### EXERCISE
Rewrite the passage on expat family travel from "Not Richer Nor" up to and including "with genuine angst.", putting "platinum" wherever "gold" appears.

──────── EXCERPT PROVIDED ────────

Not Richer Nor Poorer – The Expat Kid

A friend of mine separated from his wife, she moved back to her hometown with their child which meant they’d be living not only in a different city but a different state. For the past few years their son has been an “unaccompanied minor” as he’s flown from one city to another to visit his Dad. By pure co-incidence G and I were on a flight with him once, I watched in awe as he boarded, charmed the cabin staff, and amused himself with technology. He was six at the time. When we were home last year he told us his Mum was going to move back, they’d all be living in the same place again.

“Wow!” said our third little traveller. “That’s great news!”

“Well, kind of. I’m going to lose my gold frequent flyer status” he said with genuine angst.

The third traveller offered his commiserations, it was certainly a low blow in his mind. He’d coveted those who got to sit in the lounge or up the front of the plane. When you’re one of four children it’s very rare that it’s your family chosen for the upgrade. And when your parents buy their tickets by looking for the cheapest possible budget airfare, you can be pretty sure the plane is going to be jam-packed.

Expat travel tends to work in three ways. Those who are given a business class flight home with no option to downgrade or change their ticket status, one ticket, one return flight. Those who are given the cash, which is the amount of a full priced flight home. And those who are on their own – it’s assumed their salary will cover the cost of a flight. We get the cash. It comes at the beginning of the year and it goes straight into an account marked “travel”. We then wait for the school dates to be announced and begin planning with my friend Krissy (world’s greatest travel agent) on what the cheapest way to get home is. This year we’re flying Cathay via Hong Kong, last year we flew Emirates via Dubai, we will fly economy and we will not be upgraded as we’re a group of six and it just never ever happens.

──────── EXTRACTED INFORMATION ────────

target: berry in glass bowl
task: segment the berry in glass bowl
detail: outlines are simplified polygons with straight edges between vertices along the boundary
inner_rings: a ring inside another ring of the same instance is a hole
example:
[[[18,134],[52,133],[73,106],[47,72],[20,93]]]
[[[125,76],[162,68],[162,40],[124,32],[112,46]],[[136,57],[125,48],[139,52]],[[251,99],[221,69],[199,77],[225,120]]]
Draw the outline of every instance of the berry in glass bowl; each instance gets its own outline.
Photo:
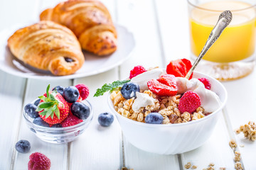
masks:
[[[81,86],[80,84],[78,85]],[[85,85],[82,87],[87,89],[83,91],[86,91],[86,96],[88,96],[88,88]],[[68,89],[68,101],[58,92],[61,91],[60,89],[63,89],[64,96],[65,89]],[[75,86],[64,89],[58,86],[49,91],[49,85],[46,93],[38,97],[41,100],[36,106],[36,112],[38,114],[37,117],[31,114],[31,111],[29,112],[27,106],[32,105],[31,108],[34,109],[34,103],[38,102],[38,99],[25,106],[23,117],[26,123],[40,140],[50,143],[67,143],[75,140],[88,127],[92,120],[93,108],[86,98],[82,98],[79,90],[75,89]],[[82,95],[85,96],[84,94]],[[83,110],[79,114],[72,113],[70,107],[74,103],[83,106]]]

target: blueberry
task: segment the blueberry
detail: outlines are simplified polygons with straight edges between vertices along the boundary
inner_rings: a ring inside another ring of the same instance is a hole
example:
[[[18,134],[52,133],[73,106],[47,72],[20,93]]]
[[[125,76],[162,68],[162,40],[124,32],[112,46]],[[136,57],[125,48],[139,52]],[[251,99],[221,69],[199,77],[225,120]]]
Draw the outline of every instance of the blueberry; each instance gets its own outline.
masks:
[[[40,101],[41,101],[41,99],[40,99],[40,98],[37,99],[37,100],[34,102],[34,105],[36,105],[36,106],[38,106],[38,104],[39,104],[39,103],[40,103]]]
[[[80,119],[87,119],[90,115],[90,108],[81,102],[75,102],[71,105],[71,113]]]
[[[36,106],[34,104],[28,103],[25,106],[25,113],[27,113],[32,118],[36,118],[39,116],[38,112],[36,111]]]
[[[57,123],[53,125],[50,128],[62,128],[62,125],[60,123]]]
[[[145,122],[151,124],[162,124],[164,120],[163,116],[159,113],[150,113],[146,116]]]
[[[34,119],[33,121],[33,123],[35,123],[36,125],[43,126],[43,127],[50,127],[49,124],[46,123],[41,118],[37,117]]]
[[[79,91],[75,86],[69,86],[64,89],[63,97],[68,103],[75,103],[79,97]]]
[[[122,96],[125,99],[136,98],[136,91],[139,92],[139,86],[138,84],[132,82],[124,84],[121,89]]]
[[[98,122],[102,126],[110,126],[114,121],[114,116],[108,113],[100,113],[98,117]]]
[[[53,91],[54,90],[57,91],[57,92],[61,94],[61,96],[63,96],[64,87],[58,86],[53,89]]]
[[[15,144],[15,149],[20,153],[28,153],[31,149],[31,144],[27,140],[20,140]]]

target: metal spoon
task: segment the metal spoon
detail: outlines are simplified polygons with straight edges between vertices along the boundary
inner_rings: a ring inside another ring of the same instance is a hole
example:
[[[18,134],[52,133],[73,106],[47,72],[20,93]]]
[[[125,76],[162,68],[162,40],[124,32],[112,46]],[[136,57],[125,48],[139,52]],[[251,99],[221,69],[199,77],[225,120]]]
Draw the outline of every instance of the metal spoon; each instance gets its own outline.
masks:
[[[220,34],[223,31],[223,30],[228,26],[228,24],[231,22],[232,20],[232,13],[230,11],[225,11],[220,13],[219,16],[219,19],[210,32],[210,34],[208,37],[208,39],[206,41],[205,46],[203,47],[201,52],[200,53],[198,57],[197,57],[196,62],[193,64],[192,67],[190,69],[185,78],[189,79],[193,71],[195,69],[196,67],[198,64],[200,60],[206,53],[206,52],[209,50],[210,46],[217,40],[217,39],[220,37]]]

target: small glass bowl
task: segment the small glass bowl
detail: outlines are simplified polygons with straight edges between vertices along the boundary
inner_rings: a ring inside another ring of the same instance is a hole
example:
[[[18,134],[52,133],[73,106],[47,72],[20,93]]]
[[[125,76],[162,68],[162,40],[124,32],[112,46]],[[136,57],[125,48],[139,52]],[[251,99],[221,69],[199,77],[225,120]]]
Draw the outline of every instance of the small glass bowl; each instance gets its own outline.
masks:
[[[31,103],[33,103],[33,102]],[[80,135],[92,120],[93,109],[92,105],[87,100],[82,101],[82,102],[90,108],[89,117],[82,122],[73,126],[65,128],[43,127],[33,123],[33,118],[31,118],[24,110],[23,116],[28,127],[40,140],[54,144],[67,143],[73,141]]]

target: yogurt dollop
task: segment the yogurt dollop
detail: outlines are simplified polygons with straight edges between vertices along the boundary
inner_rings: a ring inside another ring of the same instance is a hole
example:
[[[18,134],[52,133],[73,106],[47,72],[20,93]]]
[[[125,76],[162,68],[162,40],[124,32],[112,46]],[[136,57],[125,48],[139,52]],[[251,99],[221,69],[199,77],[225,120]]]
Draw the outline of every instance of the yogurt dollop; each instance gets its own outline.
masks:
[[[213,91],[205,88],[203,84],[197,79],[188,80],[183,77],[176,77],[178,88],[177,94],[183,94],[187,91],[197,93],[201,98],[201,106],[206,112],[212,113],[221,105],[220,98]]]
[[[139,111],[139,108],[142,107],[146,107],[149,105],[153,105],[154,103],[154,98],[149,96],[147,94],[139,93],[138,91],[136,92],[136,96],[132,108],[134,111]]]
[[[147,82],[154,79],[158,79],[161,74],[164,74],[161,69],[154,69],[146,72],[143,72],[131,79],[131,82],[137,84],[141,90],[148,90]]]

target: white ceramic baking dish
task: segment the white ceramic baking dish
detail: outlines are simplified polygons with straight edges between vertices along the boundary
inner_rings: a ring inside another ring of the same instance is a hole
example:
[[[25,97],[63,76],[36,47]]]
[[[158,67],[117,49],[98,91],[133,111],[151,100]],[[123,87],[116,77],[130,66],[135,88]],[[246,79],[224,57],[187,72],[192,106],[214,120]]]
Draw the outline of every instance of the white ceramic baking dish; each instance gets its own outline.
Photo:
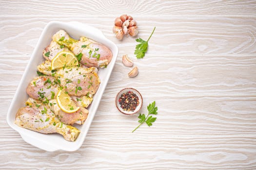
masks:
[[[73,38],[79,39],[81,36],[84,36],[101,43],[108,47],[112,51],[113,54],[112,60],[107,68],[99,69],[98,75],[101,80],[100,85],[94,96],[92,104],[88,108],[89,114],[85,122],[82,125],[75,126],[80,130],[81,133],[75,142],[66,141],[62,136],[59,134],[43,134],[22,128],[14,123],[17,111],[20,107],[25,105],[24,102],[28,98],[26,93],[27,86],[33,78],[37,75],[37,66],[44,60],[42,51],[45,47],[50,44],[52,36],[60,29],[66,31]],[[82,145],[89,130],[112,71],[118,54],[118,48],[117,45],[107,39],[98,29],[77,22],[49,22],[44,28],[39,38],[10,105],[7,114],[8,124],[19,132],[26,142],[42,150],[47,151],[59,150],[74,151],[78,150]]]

────────

### WRITTEN REPLY
Not Richer Nor Poorer – The Expat Kid

A friend of mine separated from his wife, she moved back to her hometown with their child which meant they’d be living not only in a different city but a different state. For the past few years their son has been an “unaccompanied minor” as he’s flown from one city to another to visit his Dad. By pure co-incidence G and I were on a flight with him once, I watched in awe as he boarded, charmed the cabin staff, and amused himself with technology. He was six at the time. When we were home last year he told us his Mum was going to move back, they’d all be living in the same place again.

“Wow!” said our third little traveller. “That’s great news!”

“Well, kind of. I’m going to lose my platinum frequent flyer status” he said with genuine angst.